TASK TO COMPLETE | A faithful copy of all the data is the goal; omit the pictures.

DATA UNDER STUDY |
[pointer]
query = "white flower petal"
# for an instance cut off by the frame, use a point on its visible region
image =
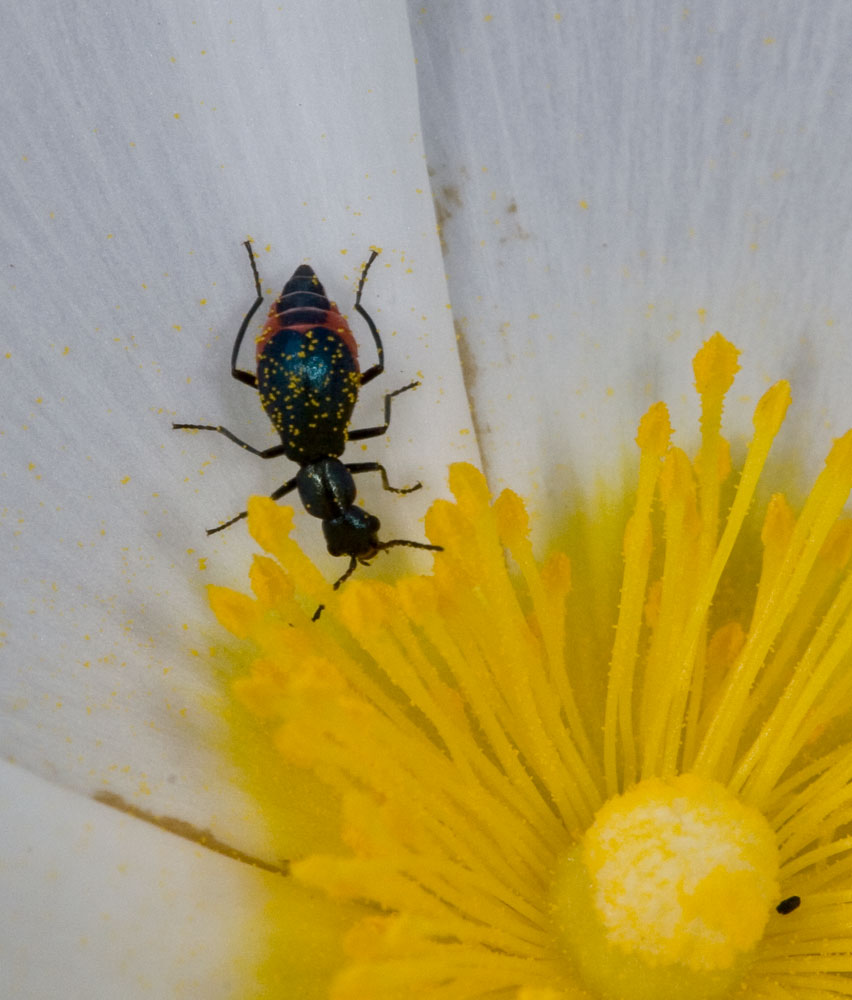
(141, 146)
(98, 904)
(606, 172)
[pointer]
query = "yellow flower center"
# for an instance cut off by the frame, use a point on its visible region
(669, 891)
(526, 778)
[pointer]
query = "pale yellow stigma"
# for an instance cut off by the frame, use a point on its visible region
(673, 881)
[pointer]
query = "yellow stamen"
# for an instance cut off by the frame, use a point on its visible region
(531, 786)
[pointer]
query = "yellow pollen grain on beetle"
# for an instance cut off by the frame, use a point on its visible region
(592, 773)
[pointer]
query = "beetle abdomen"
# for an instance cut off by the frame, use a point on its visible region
(308, 382)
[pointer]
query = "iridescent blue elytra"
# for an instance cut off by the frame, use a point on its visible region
(308, 377)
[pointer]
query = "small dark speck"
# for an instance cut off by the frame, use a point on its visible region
(788, 905)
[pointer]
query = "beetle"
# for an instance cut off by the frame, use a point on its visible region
(788, 905)
(308, 379)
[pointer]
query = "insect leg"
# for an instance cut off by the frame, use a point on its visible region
(364, 432)
(370, 373)
(273, 452)
(249, 378)
(280, 492)
(356, 467)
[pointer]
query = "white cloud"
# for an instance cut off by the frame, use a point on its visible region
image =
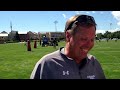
(77, 12)
(87, 12)
(116, 15)
(100, 31)
(64, 16)
(101, 12)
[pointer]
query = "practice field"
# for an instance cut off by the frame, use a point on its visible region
(17, 63)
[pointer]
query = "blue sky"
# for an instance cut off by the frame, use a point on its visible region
(43, 21)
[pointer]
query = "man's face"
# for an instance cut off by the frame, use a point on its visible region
(82, 41)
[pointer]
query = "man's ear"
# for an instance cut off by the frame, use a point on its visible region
(68, 36)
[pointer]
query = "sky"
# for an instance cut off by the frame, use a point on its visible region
(44, 21)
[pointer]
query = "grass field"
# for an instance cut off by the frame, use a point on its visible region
(17, 63)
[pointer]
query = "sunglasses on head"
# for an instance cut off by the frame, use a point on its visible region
(82, 19)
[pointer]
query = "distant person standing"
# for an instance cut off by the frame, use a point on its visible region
(73, 60)
(54, 42)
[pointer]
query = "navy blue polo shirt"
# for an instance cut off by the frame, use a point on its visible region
(57, 66)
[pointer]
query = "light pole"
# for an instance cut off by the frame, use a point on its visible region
(55, 25)
(110, 25)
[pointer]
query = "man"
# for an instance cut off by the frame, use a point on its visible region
(72, 61)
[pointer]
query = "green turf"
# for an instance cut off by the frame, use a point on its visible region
(17, 63)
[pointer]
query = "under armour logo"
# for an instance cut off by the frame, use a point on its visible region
(91, 77)
(65, 72)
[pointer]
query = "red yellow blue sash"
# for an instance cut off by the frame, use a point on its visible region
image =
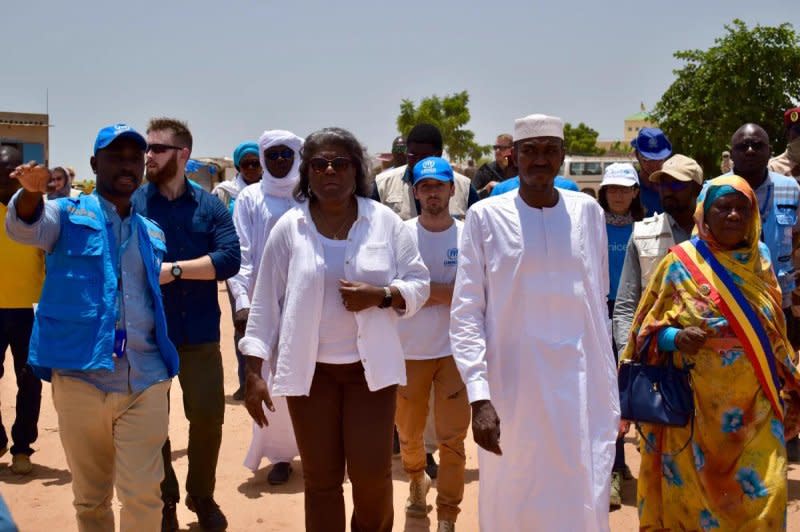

FINISHED EXERCISE |
[pointer]
query = "white flower petal"
# for an instance cut off by the frame, use a point on its visible region
image =
(141, 146)
(98, 904)
(606, 172)
[pointer]
query = "yellow flower center"
# for an instance cut off by the frame, use a point on its visible region
(669, 891)
(526, 778)
[pointer]
query = "pale yellow stigma"
# for an instance cut off by the frame, use a point on its visible region
(673, 881)
[pointer]
query = "yellow stamen"
# for an instance cut off by the frame, use a point on its visible region
(531, 786)
[pointer]
query = "yellow pollen grain on beetle"
# for an instance cut off by the frame, use a point on its visible region
(592, 773)
[pointer]
query = "beetle abdomen"
# for an instance cut off by the frame, use a point on its visible region
(308, 382)
[pointer]
query = "iridescent blue elytra"
# for an instance cut off by the frame, use a point on its visible region
(308, 377)
[pointer]
query = "small dark speck"
# for an instance cut off by the frame, use a point on its visible region
(788, 905)
[pointer]
query = "beetle"
# for an instance cut off by the frame, use a point on its visible region
(788, 905)
(308, 379)
[pointer]
query = "insect leg"
# for an instance cut off by the frame, use a point on its visible region
(364, 432)
(370, 373)
(273, 452)
(249, 378)
(280, 492)
(356, 467)
[pointer]
query = "white cloud"
# for an instance cut off by the frame, use a point on its visible region
image =
(77, 12)
(87, 12)
(116, 15)
(100, 31)
(64, 16)
(101, 12)
[pointer]
query = "practice field"
# for an instance cut off by the frame, use a point on its visible region
(17, 63)
[pointer]
query = "blue sky"
# for an instance cut off by the frame, use a point on its visible region
(43, 21)
[pointer]
query = "man's face"
# for an instance cut off by the frame, use a point on its visible region
(82, 41)
[pointer]
query = "man's ear"
# for an instance cut off by the frame, use a point on its visible region
(68, 36)
[pointer]
query = "sky"
# for an instance cut off by the frame, use a point on its visible region
(44, 21)
[pointer]
query = "grass field"
# for an instance cut off by the frame, use a point on its visible region
(17, 63)
[pointer]
query = "sunglasses on head"
# for an instance cut off by the frame, use a point on its visible region
(82, 19)
[pointer]
query = "distant person standing"
# for an instance cut off by the frame, use a point on its visible region
(73, 60)
(54, 42)
[pointer]
query = "navy blue polo shirt"
# for an instance cut off by the frame, use a point on its visible region
(57, 66)
[pointer]
query = "light pole"
# for an instance cut off by the frame, use a point on its visible region
(55, 25)
(110, 25)
[pointer]
query = "man"
# for an instance cut off by the frame, use a point on its visible region
(72, 61)
[pointer]
query = "green turf"
# for an instance cut off by the frame, use a point on its visible region
(17, 63)
[pointer]
query = "under armour logo"
# for an instance cut off by the frame, use a point on its visible region
(91, 77)
(65, 72)
[pointer]
query = "red yellow blue sash"
# for an instance cut off by the frame, use a point on its visible region
image =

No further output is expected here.